Exercise objective: Can you render every entry below as a numbered list, with any blank lines left out?

— start of Dataset —

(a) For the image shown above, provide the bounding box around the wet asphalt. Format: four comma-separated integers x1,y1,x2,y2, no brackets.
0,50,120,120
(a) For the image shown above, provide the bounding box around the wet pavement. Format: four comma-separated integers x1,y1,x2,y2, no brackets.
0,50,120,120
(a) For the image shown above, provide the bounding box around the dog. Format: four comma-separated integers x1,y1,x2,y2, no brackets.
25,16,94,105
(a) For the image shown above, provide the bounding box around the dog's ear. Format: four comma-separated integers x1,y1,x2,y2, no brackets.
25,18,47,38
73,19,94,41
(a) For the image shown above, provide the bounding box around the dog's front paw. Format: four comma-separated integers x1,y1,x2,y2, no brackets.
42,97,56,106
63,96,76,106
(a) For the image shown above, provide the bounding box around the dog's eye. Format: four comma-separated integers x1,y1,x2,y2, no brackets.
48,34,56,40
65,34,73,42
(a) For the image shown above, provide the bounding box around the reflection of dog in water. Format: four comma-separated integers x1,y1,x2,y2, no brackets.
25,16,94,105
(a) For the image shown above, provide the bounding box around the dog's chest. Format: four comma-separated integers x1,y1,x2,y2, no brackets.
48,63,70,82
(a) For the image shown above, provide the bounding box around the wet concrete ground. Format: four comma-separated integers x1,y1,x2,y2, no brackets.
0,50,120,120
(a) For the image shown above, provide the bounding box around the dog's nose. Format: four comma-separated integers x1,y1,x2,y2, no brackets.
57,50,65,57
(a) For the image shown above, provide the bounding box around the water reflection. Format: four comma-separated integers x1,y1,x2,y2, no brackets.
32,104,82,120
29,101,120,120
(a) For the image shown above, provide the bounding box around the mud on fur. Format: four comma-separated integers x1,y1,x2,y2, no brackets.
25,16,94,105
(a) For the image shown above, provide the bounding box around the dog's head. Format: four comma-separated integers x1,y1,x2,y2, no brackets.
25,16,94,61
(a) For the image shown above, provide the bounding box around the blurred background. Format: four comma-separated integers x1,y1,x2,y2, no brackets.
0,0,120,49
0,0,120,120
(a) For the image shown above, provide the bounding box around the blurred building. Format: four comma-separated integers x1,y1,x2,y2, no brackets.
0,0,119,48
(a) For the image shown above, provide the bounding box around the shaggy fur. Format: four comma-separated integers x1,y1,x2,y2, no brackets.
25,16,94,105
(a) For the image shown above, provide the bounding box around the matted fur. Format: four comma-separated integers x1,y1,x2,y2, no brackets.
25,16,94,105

— end of Dataset —

Solution to this problem:
1. (a) For the image shown above, provide the bounding box around the wet asphalt. Format: four comma-separated integers x1,y1,x2,y2, no brackets.
2. 0,50,120,120
3. (a) For the image shown above, provide the bounding box around the wet pavement. Format: four comma-separated integers x1,y1,x2,y2, no brackets.
4. 0,50,120,120
5. (a) For the image shown above, provide the bounding box around the dog. Format: four comma-separated integers x1,y1,x2,y2, no brackets.
6. 25,16,94,105
7. (a) For the image shown above, provide the bounding box around the dog's ear. Format: four comma-separated integers x1,y1,x2,y2, no brackets.
8. 25,18,47,38
9. 73,19,94,41
10. (a) For the image shown above, provide the bounding box around the dog's front paw. Format: four comma-separated integers x1,y1,x2,y2, no brackets.
11. 42,97,56,106
12. 63,96,76,106
13. (a) For the image shown above, provide the bounding box around the dog's eye. Format: four comma-separated integers x1,y1,x2,y2, no brackets.
14. 48,34,56,40
15. 65,34,73,42
16. (a) For the image shown above, provide the bounding box around the reflection of dog in water. Format: four comma-separated integers x1,y1,x2,y2, no brackets.
17. 25,16,94,105
18. (a) For the image shown above, provide the bounding box around the dog's chest. Format: four comma-separated integers x1,y1,x2,y2, no brackets.
19. 48,63,70,82
20. (a) For the image shown above, provide the bounding box around the wet concrete ground. Format: four comma-separated integers x1,y1,x2,y2, no brackets.
21. 0,50,120,120
22. (a) For the image shown above, provide the bounding box around the dog's nose. Format: four comma-separated integers x1,y1,x2,y2, no brackets.
23. 57,50,65,57
24. (a) For the image shown above, provide the bounding box around the water reflection. Format: four comma-separated integers x1,y1,x2,y2, no brackets.
25. 32,104,82,120
26. 29,101,120,120
27. (a) For the image shown above, provide the bounding box around the mud on fur. Format: four comma-separated integers x1,y1,x2,y2, no brackets.
28. 25,16,94,105
29. (a) For the image shown above, provide the bounding box around the dog's head. Format: four comma-separated integers x1,y1,x2,y2, no brackets.
30. 25,16,94,61
31. (a) For the image shown above, provide the bounding box around the blurred background. Format: four comma-separated integers x1,y1,x2,y2, no brackets.
32. 0,0,120,49
33. 0,0,120,120
34. (a) For the image shown above, provide the bounding box around the blurred building. Format: four comma-separated integers x1,y1,x2,y2, no brackets.
35. 0,0,119,48
36. (a) For the image shown above, provide the bounding box around the shaggy fur. Format: four comma-separated integers x1,y1,x2,y2, no brackets.
37. 25,16,94,105
38. (a) For the image shown above, provide the bounding box around the matted fur. Format: four comma-separated integers x1,y1,x2,y2, no brackets.
39. 25,16,94,105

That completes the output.